● Text passage:

It's anonymous correction that I don't understand. Why not add a signature or identifying information? Is there a passage of Scripture to point to for this? I'm sorry, but I truly don't understand anonymous critical comments. It makes an otherwise substantive contribution to a dialogue seem like more of a cheap shot.
I don't know if it is a good thing you guys take yourselves so seriously or a bad thing. I guess by my continuing to respond I am showing I too take myself (perhaps too) seriously.
My original post was just a lurkers attempt to add a subtle perspective. No commentary (critical or otherwise) was offered. I thought by Brandon's original reply to my post he got it.
After Matt Elliot's reply to me, which I admit I took it defensively and may have read an unecessary tone into it, I felt the need to add commentary.
I just lurk from time to time having stumbled upon this blog through some long forgotten back-assward way. I am not a part of this virtual community nor really deisre to be- just find it as one of the many ways to kill a few minutes during a slow work day from time to time. I thought a subtle, scripture dropping, with no personality to filter it through, might be helpful. Again, I thought by BST's original comment he got it and responed appropriately.
Maybe I am just particularly bored this week's end. In the altered words of Forest Gump, "Sorry to fight during your Emerging Zoe party."
Anon-
Feel free to drop by the party any ol time. Taking myself too seriously is a daily struggle that I try to season with as much reality as possible. Cause, the reality is, face it, I am a doofus much of the time. I rarely need the reminder from others, for I tend to remind myself of it almost hourly as I open my mouth. :) Peace, bro.
Brandon, I'm of course glad you're doing the walk. The reason I volunteered at NashvilleCARES today is because McLaren's writing and thinking has resonated with me. It's given me the drive to put feet on my faith and walk outside my church walls.
As far as the AIDS thing goes, I agree with your mom and offer this song by Steve Camp written back in 1988, as the crisis was becoming huge.

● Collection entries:
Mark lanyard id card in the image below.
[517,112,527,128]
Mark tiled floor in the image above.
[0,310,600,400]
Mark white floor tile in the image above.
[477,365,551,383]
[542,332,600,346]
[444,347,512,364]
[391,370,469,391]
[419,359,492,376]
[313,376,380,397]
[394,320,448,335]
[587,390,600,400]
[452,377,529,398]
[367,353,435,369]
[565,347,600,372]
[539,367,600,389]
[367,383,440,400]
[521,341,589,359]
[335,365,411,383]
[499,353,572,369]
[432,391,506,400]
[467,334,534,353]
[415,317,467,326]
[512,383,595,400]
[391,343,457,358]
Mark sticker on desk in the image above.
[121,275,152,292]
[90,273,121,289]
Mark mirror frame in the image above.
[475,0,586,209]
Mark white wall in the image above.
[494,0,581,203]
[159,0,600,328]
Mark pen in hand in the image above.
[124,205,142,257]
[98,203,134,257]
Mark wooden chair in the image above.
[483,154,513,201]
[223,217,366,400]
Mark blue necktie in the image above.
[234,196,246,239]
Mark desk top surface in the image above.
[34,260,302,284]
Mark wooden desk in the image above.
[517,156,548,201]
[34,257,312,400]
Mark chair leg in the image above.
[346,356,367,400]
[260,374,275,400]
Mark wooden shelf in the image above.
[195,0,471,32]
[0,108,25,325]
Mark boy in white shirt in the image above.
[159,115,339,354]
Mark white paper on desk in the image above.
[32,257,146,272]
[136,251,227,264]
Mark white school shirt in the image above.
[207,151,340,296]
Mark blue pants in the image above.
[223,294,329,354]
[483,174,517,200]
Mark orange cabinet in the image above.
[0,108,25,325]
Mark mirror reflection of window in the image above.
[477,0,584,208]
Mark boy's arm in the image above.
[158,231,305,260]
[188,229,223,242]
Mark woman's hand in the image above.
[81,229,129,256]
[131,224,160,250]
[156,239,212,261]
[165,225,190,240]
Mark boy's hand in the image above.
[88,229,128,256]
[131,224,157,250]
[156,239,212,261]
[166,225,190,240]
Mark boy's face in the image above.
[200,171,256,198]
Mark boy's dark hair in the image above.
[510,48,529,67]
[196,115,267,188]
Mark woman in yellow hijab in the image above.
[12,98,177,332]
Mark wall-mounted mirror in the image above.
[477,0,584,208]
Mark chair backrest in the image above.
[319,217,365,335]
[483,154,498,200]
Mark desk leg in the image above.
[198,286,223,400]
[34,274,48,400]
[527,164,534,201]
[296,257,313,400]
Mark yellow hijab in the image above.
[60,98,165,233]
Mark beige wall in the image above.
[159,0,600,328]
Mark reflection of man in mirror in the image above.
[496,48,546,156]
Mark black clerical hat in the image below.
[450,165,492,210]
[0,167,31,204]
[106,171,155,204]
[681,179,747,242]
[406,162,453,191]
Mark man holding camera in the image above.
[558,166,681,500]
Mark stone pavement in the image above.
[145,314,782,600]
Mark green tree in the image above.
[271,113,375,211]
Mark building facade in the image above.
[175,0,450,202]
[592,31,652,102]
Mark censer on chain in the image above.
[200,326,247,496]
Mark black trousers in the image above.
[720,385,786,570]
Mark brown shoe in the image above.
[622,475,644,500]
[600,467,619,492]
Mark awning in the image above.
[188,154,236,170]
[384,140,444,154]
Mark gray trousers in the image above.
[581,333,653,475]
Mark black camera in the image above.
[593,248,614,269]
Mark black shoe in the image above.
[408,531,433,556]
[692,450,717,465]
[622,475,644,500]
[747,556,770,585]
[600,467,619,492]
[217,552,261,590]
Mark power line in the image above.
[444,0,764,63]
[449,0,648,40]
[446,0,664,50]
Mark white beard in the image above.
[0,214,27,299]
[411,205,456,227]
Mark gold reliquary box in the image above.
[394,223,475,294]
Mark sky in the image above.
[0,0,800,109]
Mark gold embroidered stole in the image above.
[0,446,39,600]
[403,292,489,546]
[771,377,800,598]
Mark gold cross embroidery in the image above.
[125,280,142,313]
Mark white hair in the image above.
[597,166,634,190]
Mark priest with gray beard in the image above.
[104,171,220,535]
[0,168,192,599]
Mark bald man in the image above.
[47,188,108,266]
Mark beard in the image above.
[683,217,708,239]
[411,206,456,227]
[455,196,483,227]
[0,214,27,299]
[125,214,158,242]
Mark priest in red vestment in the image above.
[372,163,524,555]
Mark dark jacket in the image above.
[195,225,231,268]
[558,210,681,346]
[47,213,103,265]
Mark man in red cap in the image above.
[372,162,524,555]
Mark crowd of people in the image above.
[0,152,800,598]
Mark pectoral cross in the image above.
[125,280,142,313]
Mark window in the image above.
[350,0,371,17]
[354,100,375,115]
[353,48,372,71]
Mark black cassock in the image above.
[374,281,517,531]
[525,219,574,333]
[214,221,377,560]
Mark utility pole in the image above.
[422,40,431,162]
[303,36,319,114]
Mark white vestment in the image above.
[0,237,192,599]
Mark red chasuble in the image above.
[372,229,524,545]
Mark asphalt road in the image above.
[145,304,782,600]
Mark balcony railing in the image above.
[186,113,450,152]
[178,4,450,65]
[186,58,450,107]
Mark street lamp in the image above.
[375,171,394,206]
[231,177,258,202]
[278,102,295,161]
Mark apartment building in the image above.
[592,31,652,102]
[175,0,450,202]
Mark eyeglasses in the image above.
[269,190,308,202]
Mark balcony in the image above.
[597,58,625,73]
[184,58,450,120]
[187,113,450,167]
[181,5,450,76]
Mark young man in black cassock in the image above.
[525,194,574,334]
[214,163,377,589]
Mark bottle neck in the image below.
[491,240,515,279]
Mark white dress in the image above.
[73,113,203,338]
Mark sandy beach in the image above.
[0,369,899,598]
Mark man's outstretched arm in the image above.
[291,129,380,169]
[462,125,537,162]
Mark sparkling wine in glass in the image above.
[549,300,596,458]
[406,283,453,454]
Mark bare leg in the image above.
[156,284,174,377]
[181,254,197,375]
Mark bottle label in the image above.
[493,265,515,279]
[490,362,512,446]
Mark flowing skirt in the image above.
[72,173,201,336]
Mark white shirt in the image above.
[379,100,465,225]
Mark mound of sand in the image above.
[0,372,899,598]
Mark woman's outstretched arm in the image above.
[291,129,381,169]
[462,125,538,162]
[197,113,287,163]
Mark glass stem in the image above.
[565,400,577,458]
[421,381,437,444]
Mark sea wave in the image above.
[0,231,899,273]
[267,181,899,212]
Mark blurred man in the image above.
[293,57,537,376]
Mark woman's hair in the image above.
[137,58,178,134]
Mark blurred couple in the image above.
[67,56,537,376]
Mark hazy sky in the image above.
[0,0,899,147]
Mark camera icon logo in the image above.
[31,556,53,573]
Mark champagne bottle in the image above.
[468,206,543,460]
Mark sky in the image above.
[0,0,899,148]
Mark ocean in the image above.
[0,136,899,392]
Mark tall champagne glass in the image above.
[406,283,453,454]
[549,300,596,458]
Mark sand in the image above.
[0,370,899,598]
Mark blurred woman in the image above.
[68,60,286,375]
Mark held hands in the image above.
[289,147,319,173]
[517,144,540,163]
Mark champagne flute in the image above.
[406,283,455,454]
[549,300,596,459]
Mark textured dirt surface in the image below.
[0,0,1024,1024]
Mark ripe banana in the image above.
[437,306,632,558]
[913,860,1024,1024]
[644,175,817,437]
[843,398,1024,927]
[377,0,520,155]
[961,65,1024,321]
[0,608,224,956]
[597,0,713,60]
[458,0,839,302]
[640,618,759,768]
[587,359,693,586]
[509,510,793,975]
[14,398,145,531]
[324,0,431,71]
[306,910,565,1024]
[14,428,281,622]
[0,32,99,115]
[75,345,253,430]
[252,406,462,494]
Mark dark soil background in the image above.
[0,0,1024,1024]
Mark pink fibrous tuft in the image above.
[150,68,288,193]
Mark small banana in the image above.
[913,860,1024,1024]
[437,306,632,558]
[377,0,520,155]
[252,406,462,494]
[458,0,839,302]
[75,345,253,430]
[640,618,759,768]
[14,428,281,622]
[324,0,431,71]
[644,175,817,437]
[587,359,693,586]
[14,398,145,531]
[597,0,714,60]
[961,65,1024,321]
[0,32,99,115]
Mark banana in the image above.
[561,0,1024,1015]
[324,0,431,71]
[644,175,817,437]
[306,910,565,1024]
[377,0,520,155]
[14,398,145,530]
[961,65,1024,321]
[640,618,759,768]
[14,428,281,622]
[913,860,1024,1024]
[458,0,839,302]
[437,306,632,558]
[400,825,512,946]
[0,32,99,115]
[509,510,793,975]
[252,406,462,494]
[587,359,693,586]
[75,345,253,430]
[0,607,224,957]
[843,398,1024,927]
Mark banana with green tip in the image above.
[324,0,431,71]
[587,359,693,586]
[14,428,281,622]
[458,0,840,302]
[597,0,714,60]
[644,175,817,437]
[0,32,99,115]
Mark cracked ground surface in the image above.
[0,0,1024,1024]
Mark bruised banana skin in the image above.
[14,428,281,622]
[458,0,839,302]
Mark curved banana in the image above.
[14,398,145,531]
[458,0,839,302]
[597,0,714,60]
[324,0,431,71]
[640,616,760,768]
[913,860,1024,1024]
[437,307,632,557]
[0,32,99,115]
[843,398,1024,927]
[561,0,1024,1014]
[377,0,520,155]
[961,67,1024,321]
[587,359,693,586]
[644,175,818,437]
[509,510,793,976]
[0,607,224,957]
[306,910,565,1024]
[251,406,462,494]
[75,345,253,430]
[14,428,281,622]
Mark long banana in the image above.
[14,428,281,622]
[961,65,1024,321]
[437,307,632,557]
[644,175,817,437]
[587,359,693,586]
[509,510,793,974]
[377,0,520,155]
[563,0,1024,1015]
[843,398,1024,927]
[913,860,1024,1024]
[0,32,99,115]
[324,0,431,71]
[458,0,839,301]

● Task: Continue the blog comment thread about anonymous criticism from the point where it stops.

● Output for this exercise:
Do You Feel Their Pain
Steve Camp
Have we failed again, talking about the love of God
But judging those who need it most
All these afflicted ones, I feel their lives just fade away
Left to face the end alone
So we say a prayer for their needs
Afraid to touch, to hurt, to bleed
Chorus:
Do you feel their pain, has it touched your life
Can you taste the salt in the tears they cry
Will you love them more than the hate that's been
1st time)
Will you love them back to life again?
We should feel ashamed, allowing fear to close our minds
These are lives we can't ignore
Oh, don't turn away, will you see Jesus in each of them
These are souls He suffered for
There is hope for them, open up your heart
There is grace for them, do you think we've gone too far?
CHORUS
Oh empty eyes, and lonely souls
Starving for love and crying for hope
And Jesus said, "Bring them unto Me
I will make them whole, I can set them free"
Will you care for them, or let them go alone
Will you lend a hand, or will you cast the stone
CHORUS (4x) instr. fade
CHORUS (acapella)
It may be a dangerous thing to walk into this little fray, but I'm sure all of the comments have been offered in love. So, I am compelled to echo the sentiments that are in support of our mission to a dying world. It is an indictment of how exlcusionary we have become, to think that Jesus' followers would belong anywhere other than at an AIDS walk. I encourage anyone reading to look into Henry Nouwen's book "Road to Daybreak" Section 6: 'Feeling the Pain'. Jesus had a few good things to say too: start in Luke 7:33 and keep going. I pray some day I will have the courage to understand this teaching. Blessings to each of you.